• **Source data**
★ ★ ★ ★

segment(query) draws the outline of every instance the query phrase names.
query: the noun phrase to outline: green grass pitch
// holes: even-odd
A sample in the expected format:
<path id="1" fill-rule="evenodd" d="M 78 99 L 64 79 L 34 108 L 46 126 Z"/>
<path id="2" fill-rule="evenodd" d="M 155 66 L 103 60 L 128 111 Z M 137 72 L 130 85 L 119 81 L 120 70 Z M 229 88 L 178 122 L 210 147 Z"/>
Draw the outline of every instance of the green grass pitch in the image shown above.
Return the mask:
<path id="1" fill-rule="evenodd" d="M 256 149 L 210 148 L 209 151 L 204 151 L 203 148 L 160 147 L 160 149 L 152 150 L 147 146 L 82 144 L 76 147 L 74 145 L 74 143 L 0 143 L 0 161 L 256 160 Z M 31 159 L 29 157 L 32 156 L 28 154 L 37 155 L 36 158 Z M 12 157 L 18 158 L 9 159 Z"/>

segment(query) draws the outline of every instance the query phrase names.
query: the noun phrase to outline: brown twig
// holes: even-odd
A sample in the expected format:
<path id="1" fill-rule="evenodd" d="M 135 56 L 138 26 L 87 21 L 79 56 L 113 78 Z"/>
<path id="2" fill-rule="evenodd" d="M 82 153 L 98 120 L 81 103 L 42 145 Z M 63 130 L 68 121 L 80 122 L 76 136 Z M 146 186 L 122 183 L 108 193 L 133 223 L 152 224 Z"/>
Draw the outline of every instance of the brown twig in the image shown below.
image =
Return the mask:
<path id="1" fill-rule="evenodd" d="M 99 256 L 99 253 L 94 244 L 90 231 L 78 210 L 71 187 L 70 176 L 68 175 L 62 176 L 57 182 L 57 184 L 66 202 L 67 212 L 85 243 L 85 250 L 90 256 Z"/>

★ ★ ★ ★

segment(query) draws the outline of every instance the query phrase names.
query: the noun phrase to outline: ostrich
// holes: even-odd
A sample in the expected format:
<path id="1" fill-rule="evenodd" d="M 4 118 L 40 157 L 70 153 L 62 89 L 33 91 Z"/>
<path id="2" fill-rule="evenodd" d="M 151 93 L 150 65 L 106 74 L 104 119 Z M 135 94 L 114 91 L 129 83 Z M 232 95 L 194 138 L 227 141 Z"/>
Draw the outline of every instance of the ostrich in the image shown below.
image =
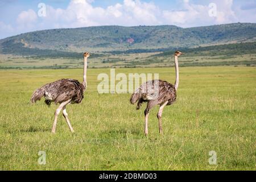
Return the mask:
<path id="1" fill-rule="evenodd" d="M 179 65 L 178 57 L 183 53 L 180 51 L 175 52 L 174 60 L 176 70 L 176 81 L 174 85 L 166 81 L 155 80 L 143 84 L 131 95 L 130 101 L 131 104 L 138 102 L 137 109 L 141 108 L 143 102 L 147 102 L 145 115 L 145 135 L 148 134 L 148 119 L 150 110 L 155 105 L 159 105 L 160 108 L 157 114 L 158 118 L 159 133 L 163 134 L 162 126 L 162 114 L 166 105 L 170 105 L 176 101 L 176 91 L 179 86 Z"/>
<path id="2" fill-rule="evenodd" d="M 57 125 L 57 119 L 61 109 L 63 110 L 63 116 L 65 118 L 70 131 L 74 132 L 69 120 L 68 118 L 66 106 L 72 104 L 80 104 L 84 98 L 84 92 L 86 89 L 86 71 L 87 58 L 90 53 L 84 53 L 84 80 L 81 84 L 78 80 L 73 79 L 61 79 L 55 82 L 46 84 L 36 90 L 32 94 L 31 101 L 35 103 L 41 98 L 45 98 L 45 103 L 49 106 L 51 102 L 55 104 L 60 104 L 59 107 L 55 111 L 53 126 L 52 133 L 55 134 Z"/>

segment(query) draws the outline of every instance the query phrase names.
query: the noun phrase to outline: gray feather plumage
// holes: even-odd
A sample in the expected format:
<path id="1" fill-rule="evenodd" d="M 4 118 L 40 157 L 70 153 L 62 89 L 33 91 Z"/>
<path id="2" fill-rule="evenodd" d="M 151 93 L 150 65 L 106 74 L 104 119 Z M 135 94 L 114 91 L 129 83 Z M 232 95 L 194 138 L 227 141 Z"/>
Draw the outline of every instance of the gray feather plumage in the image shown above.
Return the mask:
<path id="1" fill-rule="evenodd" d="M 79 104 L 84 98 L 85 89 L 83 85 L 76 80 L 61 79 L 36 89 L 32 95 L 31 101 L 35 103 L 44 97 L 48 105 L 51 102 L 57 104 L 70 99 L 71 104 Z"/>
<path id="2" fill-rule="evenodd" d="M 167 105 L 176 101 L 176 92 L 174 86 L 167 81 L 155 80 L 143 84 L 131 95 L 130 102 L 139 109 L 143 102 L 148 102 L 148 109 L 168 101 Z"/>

★ ★ ★ ★

Please return each line of the material above that contains the word "plumage", copying every such line in full.

• **Answer for this exercise**
query: the noun phrase to outline: gray feather plumage
Draw the outline of every instance of the gray feather plumage in the image shown above.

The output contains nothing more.